#### INPUT

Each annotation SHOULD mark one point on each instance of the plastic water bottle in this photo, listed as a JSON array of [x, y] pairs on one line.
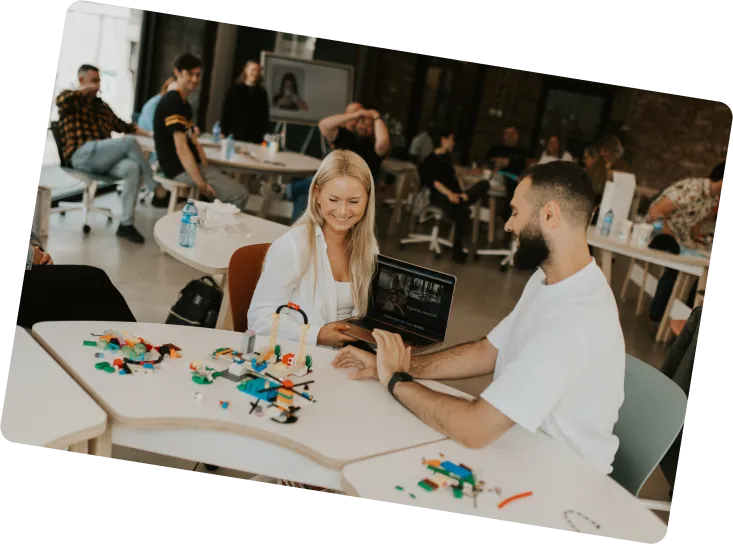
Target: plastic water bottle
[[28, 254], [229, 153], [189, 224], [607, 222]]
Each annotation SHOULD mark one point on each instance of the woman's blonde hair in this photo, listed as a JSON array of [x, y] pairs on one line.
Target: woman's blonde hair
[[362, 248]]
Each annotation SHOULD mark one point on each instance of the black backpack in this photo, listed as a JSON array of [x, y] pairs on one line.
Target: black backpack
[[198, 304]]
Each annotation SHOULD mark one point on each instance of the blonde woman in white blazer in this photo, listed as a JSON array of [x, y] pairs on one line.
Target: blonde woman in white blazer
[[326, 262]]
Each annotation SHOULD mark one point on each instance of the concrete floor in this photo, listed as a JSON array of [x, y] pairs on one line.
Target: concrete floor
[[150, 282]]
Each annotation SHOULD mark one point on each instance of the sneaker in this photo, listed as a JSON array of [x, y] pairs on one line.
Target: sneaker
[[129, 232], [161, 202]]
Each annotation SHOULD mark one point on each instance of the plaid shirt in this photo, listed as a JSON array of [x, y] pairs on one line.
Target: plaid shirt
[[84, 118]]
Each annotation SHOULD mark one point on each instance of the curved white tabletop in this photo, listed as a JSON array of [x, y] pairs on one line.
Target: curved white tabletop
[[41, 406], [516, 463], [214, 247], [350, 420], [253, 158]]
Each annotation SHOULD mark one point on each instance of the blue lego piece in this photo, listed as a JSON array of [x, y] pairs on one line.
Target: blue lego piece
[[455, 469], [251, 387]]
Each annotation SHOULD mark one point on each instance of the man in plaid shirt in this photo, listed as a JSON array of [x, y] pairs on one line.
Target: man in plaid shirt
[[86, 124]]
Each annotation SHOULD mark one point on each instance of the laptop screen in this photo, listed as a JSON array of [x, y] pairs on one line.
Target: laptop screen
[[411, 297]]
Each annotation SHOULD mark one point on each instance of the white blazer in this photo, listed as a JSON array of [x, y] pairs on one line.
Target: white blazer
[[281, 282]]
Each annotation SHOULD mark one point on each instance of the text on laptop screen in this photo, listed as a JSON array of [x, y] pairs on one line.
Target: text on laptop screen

########
#### INPUT

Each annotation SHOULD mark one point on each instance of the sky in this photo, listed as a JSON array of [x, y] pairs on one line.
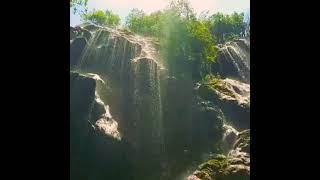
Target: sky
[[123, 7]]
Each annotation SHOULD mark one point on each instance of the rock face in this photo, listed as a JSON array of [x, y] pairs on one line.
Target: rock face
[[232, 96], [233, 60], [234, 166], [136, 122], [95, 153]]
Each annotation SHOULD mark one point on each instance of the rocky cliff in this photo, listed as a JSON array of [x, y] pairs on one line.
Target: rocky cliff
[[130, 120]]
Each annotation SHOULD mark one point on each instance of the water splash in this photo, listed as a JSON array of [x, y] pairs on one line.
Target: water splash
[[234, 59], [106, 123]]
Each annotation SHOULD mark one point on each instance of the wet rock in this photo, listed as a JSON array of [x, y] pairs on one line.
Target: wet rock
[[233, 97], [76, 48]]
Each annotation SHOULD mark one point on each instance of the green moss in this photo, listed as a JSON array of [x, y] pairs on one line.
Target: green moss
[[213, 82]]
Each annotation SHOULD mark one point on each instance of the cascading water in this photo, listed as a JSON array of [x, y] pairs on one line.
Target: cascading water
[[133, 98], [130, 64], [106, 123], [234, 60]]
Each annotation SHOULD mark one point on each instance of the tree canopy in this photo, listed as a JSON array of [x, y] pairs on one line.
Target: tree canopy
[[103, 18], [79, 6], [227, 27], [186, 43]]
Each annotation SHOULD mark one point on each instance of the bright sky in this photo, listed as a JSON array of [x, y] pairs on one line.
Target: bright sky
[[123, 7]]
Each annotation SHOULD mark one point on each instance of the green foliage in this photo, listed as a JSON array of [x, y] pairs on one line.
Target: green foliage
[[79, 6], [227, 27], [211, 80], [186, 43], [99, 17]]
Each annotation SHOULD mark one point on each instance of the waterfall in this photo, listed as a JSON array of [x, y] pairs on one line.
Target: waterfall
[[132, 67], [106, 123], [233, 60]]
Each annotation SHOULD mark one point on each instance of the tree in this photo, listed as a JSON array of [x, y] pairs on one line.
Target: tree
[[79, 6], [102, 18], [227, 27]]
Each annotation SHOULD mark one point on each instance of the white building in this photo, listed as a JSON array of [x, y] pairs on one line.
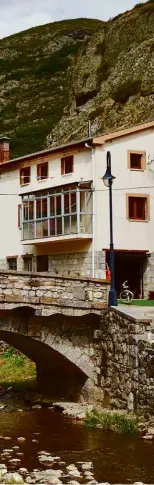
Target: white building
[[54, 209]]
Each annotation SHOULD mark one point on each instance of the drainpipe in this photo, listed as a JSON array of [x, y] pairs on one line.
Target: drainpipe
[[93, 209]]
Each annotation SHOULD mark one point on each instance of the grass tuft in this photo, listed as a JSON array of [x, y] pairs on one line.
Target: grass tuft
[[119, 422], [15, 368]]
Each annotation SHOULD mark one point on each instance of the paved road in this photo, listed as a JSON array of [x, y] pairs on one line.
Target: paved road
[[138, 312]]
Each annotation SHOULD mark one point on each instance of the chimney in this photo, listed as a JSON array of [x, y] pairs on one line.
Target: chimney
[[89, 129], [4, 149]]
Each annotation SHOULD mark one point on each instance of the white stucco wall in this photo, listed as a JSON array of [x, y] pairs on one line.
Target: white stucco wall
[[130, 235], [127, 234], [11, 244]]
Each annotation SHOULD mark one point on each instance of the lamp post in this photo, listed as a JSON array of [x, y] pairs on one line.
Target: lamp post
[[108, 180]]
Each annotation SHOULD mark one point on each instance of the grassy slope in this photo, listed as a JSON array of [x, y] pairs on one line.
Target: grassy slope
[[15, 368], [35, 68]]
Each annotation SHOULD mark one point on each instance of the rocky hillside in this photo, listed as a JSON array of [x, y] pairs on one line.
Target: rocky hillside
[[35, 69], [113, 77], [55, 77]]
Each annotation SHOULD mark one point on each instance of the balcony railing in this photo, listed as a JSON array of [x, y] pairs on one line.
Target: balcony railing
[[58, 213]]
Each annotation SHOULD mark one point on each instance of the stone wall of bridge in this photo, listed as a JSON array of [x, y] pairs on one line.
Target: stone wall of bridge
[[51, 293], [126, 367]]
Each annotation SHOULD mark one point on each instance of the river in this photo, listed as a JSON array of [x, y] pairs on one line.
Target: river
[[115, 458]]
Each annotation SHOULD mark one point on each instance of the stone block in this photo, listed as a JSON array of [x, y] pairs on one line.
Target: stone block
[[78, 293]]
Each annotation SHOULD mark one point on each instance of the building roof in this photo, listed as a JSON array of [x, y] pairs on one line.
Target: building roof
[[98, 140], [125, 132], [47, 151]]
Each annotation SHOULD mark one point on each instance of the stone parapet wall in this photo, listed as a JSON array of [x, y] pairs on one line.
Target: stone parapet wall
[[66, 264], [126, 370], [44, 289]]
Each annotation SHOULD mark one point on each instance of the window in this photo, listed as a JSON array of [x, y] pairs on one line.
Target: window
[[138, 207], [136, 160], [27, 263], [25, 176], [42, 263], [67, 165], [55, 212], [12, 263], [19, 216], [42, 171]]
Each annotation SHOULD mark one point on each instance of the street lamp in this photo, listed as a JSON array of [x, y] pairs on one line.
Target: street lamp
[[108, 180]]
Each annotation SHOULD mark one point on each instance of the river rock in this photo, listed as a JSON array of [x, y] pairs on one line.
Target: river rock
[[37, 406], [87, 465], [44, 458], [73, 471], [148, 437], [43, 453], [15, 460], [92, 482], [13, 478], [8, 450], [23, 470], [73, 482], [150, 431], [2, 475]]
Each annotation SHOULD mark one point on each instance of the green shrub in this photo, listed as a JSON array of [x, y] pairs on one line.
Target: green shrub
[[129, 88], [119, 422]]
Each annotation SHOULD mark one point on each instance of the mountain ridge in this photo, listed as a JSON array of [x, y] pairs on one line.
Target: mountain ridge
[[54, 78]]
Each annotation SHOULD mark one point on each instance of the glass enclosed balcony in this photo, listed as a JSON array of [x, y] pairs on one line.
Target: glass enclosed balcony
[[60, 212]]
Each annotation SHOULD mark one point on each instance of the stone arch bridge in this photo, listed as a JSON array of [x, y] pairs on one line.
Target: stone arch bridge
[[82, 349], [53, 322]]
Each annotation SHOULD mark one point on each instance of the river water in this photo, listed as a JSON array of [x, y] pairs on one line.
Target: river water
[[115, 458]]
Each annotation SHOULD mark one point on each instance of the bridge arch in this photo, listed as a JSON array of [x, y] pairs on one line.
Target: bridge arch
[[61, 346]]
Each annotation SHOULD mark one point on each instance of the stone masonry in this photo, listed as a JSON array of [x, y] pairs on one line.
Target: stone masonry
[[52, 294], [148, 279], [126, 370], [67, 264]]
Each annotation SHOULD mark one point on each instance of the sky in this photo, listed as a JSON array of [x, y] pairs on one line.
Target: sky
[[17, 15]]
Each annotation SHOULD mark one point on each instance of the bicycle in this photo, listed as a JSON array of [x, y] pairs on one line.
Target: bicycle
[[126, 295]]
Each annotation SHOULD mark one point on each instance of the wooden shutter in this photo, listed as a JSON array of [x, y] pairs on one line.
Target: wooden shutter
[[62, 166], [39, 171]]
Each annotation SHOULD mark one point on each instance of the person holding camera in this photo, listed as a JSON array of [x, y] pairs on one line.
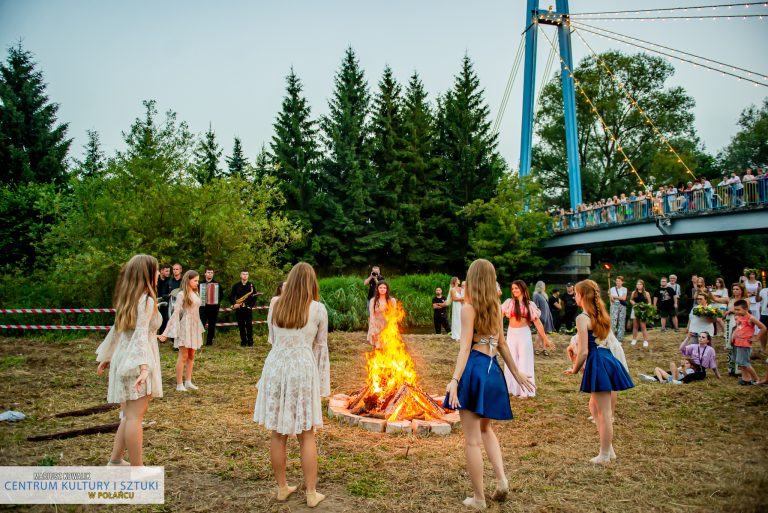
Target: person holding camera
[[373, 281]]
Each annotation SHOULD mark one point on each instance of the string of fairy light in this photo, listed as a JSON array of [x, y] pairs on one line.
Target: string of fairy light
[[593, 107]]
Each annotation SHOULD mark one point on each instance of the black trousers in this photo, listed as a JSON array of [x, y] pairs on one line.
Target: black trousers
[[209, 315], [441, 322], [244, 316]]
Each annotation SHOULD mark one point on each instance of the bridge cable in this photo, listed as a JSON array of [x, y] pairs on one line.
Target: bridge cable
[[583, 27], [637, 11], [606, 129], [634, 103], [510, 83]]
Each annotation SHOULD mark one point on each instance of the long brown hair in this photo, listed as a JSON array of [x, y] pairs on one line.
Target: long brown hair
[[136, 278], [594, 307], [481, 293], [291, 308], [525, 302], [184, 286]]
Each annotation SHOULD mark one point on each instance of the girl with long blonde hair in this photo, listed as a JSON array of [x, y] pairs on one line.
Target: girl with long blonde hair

########

### AIM
Locate every line in the rows that contains the word "cable", and copy each of those lines.

### SOLUTION TO THE EXERCISE
Each annotation SHOULD mark one point on each instance of the bridge cable in this photo, listed as a JSON array of [x, y] pairs on one line.
Target: bridge cable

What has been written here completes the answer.